[PROMPT 1]
In the blog excerpt on pizza and camping at Pando below, restate the paragraph beginning "It's been on my camping request list" in fewer words, keeping its main facts.
[PROMPT 2]
Write a continuation of the blog excerpt on pizza and camping at Pando below, starting after its final sentence.

[TEXT EXCERPT]

- - -

Large TV showing some baseball game. Boooring. But admittedly entertaining to hear Sam analyze the game, since his full understanding of baseball is founded on 2 seasons of t-ball.

 

Price for a large cheese

$18 (4 20” slabs equal one pizza)

 

Beverages

Bucking the trend of unlimited refills, the fountain drink machine clearly stated only ONE refill allowed for free. We assume this is in reaction to college kids who will keep drinking any free non-caffeinated, non-alcoholic beverage as long as it lasts. But they have Apple Beer so who can blame them for restricting it.

Pizza Impressions

Large slab served on wax paper. No plates. Apparently we and SLAB share a "pizza on fine china" philosophy.

Mildly greasy. Crispy crust. Thin and similar to a cracker, but soft at the end. Sauce is just enough to be there but not overwhelm the cheese. Mild flavor bleed over from one pizza slab to the next, which was quite a problem for the pickiest of the crew.

Rating

5/6 Slices

Flavor bleed-over is a plus or a minus depending on your point of view. We were heartily divided as to whether the flavor mingling was a good thing.

Sunday, October 12, 2014

Camping in the World's Largest Organism

It's been on my camping request list for years and this weekend we finally did it - we camped in the World's Largest Living Organism. Allow me to explain. About 3 hours south of us, near the ever-so-creatively-named Fish Lake, lives Pando. Pando, The Trembling Giant, is a 100-acre aspen forest and DNA tests have confirmed that the whole forest is a single living organism, a giant grove of aspen trees that all share a single root system.

For years I've contested that depriving our children of the chance to visit and camp within the World's Largest Living Organism showed a serious lapse in parental judgement. Steve countered with the the inarguable point that it's just a bunch of trees. And so the debate circled.

But this weekend we were looking for a new place to camp and we wanted to hit some autumn leaves so off to Pando we drove!

It was cold (we were camping at about 7,000'). It was beautiful. And, yes, it looked like a bunch of trees. But it was still pretty cool knowing that all of those trees shared the same DNA!










If you're looking for a get-away with plenty of trees and a fun fact your kids will continually mock you about but you're convinced they secretly find kinda cool ("Wow, Mom, trees! Sure glad we got to drive 3 hours to see identical trees that share a giant root system!") then we can definitely recommend Pando.

- - -

[RECORDS SUPPLIED]
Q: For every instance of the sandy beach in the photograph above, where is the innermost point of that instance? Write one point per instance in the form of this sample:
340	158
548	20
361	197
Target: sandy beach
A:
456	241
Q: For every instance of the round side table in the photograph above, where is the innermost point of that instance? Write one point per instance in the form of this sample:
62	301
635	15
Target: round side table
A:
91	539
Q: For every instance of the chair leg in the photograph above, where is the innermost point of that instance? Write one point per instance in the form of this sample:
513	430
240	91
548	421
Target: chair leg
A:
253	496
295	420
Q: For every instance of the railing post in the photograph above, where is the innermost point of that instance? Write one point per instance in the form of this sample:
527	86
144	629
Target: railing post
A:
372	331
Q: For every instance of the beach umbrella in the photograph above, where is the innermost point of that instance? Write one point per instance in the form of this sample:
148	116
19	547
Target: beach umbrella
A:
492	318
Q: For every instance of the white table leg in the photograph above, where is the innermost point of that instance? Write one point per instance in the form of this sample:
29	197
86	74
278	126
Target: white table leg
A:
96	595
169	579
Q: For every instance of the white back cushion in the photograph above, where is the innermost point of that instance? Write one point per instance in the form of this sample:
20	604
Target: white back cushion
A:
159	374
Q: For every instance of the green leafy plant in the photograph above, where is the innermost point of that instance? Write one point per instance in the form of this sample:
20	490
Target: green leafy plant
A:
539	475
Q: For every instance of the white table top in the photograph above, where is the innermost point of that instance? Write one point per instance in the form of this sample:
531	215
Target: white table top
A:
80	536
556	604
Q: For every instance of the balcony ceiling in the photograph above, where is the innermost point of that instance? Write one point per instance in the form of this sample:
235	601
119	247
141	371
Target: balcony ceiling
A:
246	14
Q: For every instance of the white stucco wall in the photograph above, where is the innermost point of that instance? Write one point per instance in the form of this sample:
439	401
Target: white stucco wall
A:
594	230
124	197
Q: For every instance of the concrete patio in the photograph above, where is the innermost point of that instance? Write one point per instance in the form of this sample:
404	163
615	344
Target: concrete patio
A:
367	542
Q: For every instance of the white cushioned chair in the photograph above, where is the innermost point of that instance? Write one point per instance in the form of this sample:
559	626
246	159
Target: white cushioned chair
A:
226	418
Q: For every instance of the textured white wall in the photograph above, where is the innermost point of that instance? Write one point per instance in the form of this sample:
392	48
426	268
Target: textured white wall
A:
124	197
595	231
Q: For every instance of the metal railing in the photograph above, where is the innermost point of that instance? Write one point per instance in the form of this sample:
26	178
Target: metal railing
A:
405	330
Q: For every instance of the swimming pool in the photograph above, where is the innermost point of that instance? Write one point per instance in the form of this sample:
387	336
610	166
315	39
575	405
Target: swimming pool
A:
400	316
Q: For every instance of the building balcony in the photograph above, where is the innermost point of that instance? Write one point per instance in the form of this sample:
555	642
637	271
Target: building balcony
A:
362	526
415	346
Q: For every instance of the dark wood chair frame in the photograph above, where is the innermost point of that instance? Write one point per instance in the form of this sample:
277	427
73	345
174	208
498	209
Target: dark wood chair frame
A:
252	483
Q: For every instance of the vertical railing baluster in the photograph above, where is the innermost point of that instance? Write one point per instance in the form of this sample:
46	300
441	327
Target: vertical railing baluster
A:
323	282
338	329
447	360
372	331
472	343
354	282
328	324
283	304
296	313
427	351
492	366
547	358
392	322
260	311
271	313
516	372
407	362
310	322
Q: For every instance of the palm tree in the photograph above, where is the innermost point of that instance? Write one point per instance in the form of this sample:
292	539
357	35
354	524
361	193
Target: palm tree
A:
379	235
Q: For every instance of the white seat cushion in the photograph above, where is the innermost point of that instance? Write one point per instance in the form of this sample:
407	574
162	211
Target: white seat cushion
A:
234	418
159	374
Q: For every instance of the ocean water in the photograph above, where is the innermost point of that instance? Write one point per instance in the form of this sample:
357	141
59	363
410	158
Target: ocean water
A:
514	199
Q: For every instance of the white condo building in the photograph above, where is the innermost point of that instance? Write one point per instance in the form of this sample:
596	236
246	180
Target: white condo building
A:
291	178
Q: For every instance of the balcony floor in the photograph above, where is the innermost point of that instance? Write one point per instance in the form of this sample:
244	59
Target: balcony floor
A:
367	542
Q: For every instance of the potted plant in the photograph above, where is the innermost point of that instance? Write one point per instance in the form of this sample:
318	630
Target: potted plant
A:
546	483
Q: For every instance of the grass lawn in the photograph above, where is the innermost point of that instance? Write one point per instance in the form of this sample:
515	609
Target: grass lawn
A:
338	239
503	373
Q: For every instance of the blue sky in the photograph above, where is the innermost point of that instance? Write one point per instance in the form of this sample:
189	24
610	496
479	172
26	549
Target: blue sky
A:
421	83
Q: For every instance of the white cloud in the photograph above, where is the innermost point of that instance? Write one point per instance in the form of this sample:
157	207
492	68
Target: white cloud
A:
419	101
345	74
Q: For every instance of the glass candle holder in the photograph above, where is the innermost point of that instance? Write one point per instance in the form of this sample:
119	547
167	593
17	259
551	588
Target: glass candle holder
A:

- - -

[ANSWER BOX 1]
After years on the camping wish list, the family finally camped this weekend in Pando, The Trembling Giant. It is a 100-acre aspen forest near Fish Lake, about 3 hours south of them. DNA tests have confirmed that the whole grove is a single living organism whose trees share one root system, making it the World's Largest Living Organism.

[ANSWER BOX 2]
Ben says it's "Pando-monium!" But he hastened to clarify that's not because it was actually chaotic there, just because it sounds cool.

I must disagree with the child - any place with the 4 Morningstar kids is bound to contain high levels of chaos. It was definitely Pando-monium.

Friday, October 10, 2014

Meet the Xtracycle

We've now owned our Xtracycle for a month and it continues to transform the way we approach our days, from kid carrying to grocery store runs to hyper-intense bike races. For example, here's a quick runthrough of our rides last Saturday:
  1. Load the girls on the Xtracycle and head to Target looking for gold shoes and hair clips for family pictures. I could have ordered them from Gymboree when I ordered the girls' dresses but I thought they were way too expensive. Lesson learned - no gold anything at Target.
  2. Finish Frapuccinos and then load the random Halloween costume pieces and on-sale tea purchased at Target into the bags and ride to Gymboree. Find ridiculously overpriced shoes, tights, and hair accoutrements except that they didn't have WanYing's shoe size or Sasha's tight size.
  3. Add Gymboree purchases to the bike bags, load the girls on, and head back up the giant hill to the mall. Successfully purchase missing sizes. 
  4. Head home with 10 miles of fully loaded, superfun girl together time thoroughly enjoyed.
What other bike could be up for a fabulous afternoon like that?!?

Here's a tour of our new bike so you can appreciate her in all her glory:

Superbright 70 lux lamp powered by the dynamo in the front wheel
Xtracycle sells a "hooptie" and "magic carpet" (safety bar and rack pads) for maximum kid-hauling awesomeness
She came complete with fenders and itty bitty mud flaps - fabulous!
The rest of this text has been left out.